> **Texte présenté**

○ ○ ○ ○

LADT : Je vais vous dire une chose qui est ma conviction personnelle : j’ai toujours dit que Mamadou Koulibaly est un adolescent, au sens plein du terme. C’est-à-dire qu’il ne voit pas la réalité. Il ne finit pas de grandir. Que Mamadou Koulibaly saute comme cela sur les problèmes des Bété alors que ce problème n’est pas posé et que, en réalité, il n’existe pas politiquement, cela veut dire qu’il joue au politicien. Il arrive du Ghana où on est allé le quérir et il parle des Bété. Vous vous souvenez, quand il y a eu le coup d’Etat de Gueï, quand Gbagbo est revenu du Gabon, voyant que Bédié n’était plus au pouvoir et comme le FPI a toujours eu maille à partir avec les Baoulé, il a cru que le terrain était vide. Il a fait une déclaration à Bouaké. « Gare à celui qui touchera à un seul cheveu des Baoulé », en menaçant à l’époque Alassane. C’était de l’opportunisme et de la manipulation et même de la foutaise. On se fout du peuple. Les Bété sont des Ivoiriens parmi 18 millions de citoyens, et qui sont engagés dans la construction de la nation ivoirienne, comme toutes les autres ethnies. Ils ne sont pas orphelins. Le disant, Mamadou Koulibaly est en train d’affirmer que le FPI est un parti de Bété. Dans ce cas, qu’est-ce qu’il y fait ? Sa sortie renferme beaucoup de contradictions.
LP : Vous qui avez fait tous les combats, notamment avec le FPI, comment avez-vous jugé ces cinq derniers mois que nous avons passés ?
LADT : La seule inconnue de cette période était l’intensité. L’intensité dans la résistance de l’adversaire. Sinon, le principe de la résistance de l’adversaire ne m’étonne pas. Puisque tout le monde savait que Gbagbo ne voulait pas aller à l’élection. C’était une donnée très claire. Finalement, il y est allé. Il s’est passé ce qui s’est passé. Cette résistance-là, elle ne nous a pas surpris. Mais en intensité et en moyens, j’ai été dépassé. Parce que quand j’ai vu qu’il y avait des tueries, des armes partout, cela m’a de plus en plus conforté dans l’idée que nous nous sommes séparés depuis longtemps et que je n’avais pas tort. Ce fait est venu balayer, si tant qu’il y avait encore de légères traces, tout ce qui pouvait me relier à cet homme.
LP : Pensez-vous que le FPI que vous avez créé, qui, à l’époque, était le flambeau de cette lutte démocratique, était capable de s’opposer aux résultats d’une élection démocratique en Côte d’Ivoire?

○ ○ ○ ○

> **Tâche brève A**
Traduisez en anglais la phrase suivante de l'entretien sur la politique ivoirienne : « Les Bété sont des Ivoiriens parmi 18 millions de citoyens, et qui sont engagés dans la construction de la nation ivoirienne, comme toutes les autres ethnies. »
> **Tâche brève B**
Poursuivez l'entretien sur la politique ivoirienne en reprenant juste après sa dernière phrase.

Extraits de données de pointage
○ ○ ○ ○

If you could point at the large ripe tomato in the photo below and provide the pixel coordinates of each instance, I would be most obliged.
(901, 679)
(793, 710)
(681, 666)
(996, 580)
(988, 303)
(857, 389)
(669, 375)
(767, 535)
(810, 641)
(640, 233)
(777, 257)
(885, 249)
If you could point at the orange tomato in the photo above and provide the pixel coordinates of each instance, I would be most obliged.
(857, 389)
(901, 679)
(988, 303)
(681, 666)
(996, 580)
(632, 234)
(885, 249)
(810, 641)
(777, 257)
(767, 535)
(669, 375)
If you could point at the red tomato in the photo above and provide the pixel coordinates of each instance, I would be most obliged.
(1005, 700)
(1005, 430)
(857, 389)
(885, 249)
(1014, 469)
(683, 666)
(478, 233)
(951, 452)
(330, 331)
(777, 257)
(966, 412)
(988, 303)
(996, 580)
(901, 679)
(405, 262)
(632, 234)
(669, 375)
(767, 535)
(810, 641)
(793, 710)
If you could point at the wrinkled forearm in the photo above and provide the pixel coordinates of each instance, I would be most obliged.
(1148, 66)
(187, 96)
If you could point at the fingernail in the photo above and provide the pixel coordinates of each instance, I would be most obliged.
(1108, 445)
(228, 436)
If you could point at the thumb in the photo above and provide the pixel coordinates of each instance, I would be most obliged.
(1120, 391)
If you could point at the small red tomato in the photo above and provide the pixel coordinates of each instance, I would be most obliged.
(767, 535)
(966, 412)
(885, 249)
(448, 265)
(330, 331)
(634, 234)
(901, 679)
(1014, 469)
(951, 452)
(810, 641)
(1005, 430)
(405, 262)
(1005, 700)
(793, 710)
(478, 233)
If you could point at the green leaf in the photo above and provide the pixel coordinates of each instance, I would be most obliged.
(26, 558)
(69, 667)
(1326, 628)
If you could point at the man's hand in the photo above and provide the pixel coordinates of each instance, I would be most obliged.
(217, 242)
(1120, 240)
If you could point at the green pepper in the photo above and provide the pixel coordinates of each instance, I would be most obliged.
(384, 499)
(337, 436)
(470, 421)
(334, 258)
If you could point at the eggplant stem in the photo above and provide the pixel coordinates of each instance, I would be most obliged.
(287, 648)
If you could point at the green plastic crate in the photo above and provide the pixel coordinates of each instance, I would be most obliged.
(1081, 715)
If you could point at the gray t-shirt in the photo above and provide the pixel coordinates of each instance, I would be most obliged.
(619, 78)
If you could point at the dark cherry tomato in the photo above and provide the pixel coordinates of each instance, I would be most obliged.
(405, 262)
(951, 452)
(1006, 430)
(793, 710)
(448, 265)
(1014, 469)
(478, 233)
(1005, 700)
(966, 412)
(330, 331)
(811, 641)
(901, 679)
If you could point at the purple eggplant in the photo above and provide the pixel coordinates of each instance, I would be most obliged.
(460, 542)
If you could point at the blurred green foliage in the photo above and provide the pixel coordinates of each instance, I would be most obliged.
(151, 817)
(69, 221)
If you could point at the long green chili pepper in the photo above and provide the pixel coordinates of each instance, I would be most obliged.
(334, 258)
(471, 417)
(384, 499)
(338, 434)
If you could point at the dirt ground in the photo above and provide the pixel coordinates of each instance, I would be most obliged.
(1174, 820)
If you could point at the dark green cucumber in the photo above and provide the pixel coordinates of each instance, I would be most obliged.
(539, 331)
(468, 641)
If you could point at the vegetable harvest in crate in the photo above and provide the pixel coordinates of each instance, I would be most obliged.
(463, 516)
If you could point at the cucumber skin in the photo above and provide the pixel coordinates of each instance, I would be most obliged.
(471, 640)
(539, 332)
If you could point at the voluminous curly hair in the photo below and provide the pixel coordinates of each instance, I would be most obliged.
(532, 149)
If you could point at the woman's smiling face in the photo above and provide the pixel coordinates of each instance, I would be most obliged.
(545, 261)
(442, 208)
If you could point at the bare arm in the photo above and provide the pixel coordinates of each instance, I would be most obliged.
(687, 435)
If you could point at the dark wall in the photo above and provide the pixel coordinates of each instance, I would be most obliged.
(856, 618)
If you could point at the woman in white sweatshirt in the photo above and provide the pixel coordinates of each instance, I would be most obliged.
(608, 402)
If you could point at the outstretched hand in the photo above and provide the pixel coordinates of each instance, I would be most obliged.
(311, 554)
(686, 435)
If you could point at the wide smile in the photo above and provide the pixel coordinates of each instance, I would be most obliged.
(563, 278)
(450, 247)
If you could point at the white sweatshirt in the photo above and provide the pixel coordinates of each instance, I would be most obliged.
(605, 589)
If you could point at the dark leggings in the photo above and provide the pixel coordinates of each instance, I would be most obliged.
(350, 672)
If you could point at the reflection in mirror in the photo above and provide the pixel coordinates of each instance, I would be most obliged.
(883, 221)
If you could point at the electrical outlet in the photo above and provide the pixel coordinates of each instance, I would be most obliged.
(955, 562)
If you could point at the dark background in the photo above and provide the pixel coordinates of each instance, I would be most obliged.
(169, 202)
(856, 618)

○ ○ ○ ○

> **Réponse finale A**
The Bété are Ivorians among 18 million citizens, and they are engaged in building the Ivorian nation, like all the other ethnic groups.

> **Réponse finale B**
LADT : Faisons abstraction des 5 mois, tous les signes étaient là. Ce n’était même pas des signes. C’était des affirmations. Gbagbo n’a jamais voulu d’élection. En dehors de ces cinq derniers mois, tous les signes étaient là pour montrer que le FPI ne voulait pas aller à l’élection. Nous nous sommes séparés depuis 99. J’ai alors mené une autre vie politique ailleurs. De façon absolue, nous n’avions plus rien à avoir les uns des autres.
LP : Comment jugez-vous le dénouement de la crise avec l’implication des Nations Unies, de la France, des Etats-Unis d’Amérique, on a parlé d’ingérence. Partagez-vous cette thèse ?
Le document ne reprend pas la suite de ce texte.